┌─ Material provided

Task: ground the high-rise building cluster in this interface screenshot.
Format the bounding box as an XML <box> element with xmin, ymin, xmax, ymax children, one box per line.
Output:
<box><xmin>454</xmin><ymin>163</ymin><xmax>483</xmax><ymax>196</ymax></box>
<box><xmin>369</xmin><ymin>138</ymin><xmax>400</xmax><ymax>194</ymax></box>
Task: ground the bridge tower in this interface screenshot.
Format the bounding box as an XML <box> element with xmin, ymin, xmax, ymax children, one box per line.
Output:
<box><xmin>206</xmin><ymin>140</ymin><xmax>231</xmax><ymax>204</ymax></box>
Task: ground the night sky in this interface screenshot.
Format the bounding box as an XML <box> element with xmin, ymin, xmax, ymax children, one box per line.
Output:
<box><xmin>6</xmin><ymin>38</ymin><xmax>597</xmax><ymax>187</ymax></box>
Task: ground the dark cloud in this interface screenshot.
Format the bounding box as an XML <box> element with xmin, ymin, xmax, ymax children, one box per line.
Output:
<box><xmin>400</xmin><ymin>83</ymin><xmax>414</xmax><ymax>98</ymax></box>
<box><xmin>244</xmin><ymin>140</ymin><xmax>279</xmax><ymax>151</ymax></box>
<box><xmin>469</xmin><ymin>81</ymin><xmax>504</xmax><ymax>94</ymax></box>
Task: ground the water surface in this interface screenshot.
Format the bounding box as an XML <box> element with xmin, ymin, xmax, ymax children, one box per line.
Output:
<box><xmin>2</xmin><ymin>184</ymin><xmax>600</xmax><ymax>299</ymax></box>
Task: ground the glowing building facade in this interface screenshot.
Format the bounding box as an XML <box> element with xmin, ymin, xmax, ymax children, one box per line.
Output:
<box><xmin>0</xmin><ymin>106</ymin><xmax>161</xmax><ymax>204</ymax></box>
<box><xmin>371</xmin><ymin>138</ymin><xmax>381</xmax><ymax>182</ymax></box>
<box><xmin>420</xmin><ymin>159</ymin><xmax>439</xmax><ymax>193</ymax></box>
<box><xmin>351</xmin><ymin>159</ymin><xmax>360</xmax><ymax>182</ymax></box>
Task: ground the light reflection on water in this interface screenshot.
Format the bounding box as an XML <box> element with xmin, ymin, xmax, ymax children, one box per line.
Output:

└─

§ **What is needed**
Show the lines above that have the word "Task".

§ **Solution to the exercise**
Task: ground the high-rise building cluster in this interface screenshot.
Task: ground the bridge tower in this interface screenshot.
Task: ground the night sky in this interface screenshot.
Task: ground the dark cloud in this interface screenshot.
Task: ground the water surface in this interface screenshot.
Task: ground the glowing building facade in this interface screenshot.
Task: ground the light reflection on water in this interface screenshot.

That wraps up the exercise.